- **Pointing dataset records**
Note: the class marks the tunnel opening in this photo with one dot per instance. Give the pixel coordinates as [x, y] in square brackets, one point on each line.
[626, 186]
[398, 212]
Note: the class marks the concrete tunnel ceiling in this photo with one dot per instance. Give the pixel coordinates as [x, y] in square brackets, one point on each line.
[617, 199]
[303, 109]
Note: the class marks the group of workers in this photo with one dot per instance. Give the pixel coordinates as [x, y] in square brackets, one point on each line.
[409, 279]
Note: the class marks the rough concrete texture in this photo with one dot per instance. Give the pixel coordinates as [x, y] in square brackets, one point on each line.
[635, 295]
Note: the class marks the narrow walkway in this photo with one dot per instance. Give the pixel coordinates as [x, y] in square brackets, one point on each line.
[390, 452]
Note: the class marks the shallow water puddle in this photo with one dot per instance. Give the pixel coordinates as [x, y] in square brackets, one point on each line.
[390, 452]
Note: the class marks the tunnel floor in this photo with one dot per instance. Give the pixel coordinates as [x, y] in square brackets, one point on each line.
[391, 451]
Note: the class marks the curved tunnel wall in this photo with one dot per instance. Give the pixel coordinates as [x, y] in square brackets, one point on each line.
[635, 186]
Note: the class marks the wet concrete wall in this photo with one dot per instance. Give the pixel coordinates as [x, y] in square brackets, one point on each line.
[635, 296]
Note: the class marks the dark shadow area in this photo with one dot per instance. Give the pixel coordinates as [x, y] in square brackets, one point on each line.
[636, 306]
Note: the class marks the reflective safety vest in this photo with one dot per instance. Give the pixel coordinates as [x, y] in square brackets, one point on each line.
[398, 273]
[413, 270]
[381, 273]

- **What needs to be done**
Rewrite every line of the material above, substituting "point coordinates" for each occurrence of "pixel coordinates" and leaving all other text unchanged.

- **The solution**
Note: the class marks the tunnel opening in this photo with one dot per instance. Give the point coordinates as [x, y] in square brackets, one point on each line.
[626, 186]
[398, 212]
Note: the class marks the concrete tunnel ceiling in this photo with one dot per instance. Give the point coordinates as [x, y] in square brackets, one point on each line.
[617, 199]
[303, 109]
Note: the class marks the group of workers in this photo with one dot per instance. Give the point coordinates as [x, y] in square brackets, one point on each line.
[409, 279]
Note: the class marks the rough concrete texture in this photo with one dot per instance. Give the point coordinates as [x, y] in square brackets, one point on each line.
[635, 295]
Note: the class marks the narrow walkway in this photo with one dot per instance. Give the point coordinates as [x, y] in square brackets, one point on each line.
[390, 452]
Note: the class marks the shallow water puddle in this photo with one dot per instance. Give the point coordinates as [x, y] in square brackets, one point on each line.
[390, 452]
Note: the class marks the tunnel floor in this photo with one dot per instance. Give the point coordinates as [x, y] in square brackets, one point on each line.
[391, 451]
Note: the class marks the curved tunnel wall in this photo with one dot per instance. Give the point coordinates as [x, y] in square brackets, one point on each line.
[635, 186]
Note: the class marks the wet concrete wall in this photo with one dot per instance. Give the point coordinates as [x, y] in square brackets, one point on each line.
[635, 296]
Note: the class marks the dark shadow area in this photo with one dot per instance. Give the point coordinates as [x, y] in square brackets, one point on each line.
[636, 306]
Note: the class marks the reflective safety vest in this photo with one dot per instance. Give the point coordinates as [x, y] in square brackets, one point on each line.
[398, 273]
[413, 270]
[381, 273]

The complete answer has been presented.